*** Given data Section Begins ***

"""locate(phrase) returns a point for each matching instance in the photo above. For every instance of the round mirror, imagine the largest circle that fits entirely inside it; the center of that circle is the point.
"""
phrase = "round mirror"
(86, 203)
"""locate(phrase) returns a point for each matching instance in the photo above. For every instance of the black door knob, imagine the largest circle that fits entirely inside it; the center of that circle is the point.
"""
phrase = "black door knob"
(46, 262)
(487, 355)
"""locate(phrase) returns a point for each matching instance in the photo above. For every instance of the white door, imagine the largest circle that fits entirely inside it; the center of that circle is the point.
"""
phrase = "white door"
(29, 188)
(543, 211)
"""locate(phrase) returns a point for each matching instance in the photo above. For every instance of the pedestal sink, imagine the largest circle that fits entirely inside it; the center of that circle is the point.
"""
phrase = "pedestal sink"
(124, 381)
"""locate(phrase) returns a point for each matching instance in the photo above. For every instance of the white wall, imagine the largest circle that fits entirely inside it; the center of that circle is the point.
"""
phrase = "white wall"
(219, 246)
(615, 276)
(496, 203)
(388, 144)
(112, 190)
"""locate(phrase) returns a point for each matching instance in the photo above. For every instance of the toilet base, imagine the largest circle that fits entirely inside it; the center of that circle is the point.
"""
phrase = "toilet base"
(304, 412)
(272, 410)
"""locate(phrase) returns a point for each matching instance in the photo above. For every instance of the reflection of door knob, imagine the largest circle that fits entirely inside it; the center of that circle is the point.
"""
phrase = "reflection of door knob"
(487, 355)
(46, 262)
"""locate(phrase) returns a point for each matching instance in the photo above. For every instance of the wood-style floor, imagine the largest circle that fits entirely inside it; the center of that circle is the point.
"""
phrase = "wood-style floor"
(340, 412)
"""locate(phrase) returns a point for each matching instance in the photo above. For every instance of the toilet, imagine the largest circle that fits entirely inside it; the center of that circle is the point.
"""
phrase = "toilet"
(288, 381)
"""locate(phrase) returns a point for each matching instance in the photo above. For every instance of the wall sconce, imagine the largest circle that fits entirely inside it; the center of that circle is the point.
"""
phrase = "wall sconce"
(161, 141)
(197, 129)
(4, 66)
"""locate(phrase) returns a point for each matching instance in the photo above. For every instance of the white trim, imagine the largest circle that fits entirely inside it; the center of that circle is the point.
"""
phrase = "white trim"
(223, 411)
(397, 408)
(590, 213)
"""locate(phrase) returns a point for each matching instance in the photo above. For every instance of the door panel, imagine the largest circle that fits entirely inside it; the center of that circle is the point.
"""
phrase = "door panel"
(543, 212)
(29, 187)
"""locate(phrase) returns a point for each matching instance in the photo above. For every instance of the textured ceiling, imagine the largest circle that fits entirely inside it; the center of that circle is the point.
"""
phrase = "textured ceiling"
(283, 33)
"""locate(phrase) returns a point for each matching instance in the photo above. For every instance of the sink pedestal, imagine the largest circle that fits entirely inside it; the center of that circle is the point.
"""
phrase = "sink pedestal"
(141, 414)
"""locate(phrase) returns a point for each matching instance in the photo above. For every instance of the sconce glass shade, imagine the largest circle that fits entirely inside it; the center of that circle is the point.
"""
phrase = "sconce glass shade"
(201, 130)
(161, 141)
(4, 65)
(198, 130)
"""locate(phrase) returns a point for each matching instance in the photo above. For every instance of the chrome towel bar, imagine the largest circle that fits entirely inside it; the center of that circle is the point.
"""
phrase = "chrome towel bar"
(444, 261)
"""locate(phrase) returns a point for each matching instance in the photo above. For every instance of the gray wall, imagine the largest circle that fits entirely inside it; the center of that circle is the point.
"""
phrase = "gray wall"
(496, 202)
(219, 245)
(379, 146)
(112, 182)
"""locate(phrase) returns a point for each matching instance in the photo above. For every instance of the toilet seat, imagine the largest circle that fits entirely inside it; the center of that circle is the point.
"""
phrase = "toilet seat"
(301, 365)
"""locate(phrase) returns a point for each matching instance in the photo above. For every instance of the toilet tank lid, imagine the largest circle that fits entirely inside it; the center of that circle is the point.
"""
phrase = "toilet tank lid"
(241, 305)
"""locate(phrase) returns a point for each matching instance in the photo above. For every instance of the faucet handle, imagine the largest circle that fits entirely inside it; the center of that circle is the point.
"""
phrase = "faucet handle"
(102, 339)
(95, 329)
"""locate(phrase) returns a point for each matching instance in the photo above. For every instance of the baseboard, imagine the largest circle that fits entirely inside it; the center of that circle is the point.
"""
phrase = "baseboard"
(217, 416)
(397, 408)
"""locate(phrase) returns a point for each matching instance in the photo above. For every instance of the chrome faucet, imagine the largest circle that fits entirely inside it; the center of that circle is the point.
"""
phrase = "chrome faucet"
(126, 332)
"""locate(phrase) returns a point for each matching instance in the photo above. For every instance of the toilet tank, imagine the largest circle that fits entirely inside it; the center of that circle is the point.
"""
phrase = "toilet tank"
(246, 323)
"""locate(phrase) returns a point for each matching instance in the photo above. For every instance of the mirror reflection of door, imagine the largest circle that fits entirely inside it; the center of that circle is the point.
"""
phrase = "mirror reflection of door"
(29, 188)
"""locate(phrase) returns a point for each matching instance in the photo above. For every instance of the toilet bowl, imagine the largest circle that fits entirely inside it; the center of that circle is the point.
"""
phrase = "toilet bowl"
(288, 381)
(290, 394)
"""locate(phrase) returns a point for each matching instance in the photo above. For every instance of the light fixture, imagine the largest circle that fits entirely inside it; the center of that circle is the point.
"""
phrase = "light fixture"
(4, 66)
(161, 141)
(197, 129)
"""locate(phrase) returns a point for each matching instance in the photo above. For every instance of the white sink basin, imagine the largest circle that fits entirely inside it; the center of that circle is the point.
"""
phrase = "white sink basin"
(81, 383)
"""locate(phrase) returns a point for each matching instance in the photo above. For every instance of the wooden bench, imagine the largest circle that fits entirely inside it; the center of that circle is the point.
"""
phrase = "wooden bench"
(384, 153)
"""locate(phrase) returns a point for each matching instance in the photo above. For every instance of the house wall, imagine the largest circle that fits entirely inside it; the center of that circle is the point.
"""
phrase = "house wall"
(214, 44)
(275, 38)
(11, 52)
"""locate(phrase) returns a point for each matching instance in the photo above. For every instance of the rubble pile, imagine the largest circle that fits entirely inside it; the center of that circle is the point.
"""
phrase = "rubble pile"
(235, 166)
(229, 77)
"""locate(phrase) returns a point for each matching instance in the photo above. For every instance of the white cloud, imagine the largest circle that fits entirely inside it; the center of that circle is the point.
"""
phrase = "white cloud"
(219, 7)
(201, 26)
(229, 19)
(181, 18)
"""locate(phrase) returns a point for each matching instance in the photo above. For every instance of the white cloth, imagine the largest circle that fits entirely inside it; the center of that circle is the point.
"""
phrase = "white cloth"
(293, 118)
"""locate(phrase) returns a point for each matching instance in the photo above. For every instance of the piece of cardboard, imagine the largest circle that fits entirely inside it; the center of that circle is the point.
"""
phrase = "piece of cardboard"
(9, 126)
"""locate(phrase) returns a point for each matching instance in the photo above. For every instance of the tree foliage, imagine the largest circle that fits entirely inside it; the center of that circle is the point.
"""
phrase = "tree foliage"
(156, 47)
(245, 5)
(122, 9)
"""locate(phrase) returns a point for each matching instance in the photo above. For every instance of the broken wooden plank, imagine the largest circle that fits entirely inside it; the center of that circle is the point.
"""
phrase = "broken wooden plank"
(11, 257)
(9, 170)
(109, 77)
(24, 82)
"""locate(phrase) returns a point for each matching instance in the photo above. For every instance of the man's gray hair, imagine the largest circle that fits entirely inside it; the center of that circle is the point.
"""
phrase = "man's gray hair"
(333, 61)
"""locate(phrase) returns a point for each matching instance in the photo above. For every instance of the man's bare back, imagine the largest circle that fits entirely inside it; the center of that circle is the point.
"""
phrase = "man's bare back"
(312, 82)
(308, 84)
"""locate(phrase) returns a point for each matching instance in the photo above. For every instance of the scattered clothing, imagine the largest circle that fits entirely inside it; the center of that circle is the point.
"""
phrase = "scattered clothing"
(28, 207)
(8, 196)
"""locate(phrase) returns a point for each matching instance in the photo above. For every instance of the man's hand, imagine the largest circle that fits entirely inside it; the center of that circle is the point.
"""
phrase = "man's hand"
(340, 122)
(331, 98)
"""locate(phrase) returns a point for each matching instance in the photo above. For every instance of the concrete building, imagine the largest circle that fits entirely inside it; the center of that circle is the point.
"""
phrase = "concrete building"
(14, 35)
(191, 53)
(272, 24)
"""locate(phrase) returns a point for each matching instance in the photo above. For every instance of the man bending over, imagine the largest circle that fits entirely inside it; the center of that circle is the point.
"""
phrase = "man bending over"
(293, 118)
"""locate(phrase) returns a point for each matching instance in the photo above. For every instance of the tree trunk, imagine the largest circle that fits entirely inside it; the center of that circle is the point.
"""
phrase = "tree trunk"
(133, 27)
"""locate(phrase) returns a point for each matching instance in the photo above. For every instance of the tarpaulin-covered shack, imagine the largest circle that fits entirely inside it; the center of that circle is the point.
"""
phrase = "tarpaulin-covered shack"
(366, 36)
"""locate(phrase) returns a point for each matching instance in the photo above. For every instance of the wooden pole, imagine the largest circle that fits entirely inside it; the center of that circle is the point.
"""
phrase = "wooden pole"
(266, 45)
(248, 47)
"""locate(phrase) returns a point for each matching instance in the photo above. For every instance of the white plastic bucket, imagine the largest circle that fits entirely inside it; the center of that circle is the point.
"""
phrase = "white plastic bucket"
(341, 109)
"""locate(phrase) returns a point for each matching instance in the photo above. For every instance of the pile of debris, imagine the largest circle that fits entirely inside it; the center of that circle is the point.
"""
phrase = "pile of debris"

*** Given data Section Ends ***

> **Work order**: From the entries, copy out each line containing the word "debris".

> **Completed task**:
"""locate(phrase) returns a point for each matching instance in the photo above. For every instance of the pile of debris, imagine the largest circle that fits entirely inside it; the center of that circle is the point.
phrase = "pile of debris"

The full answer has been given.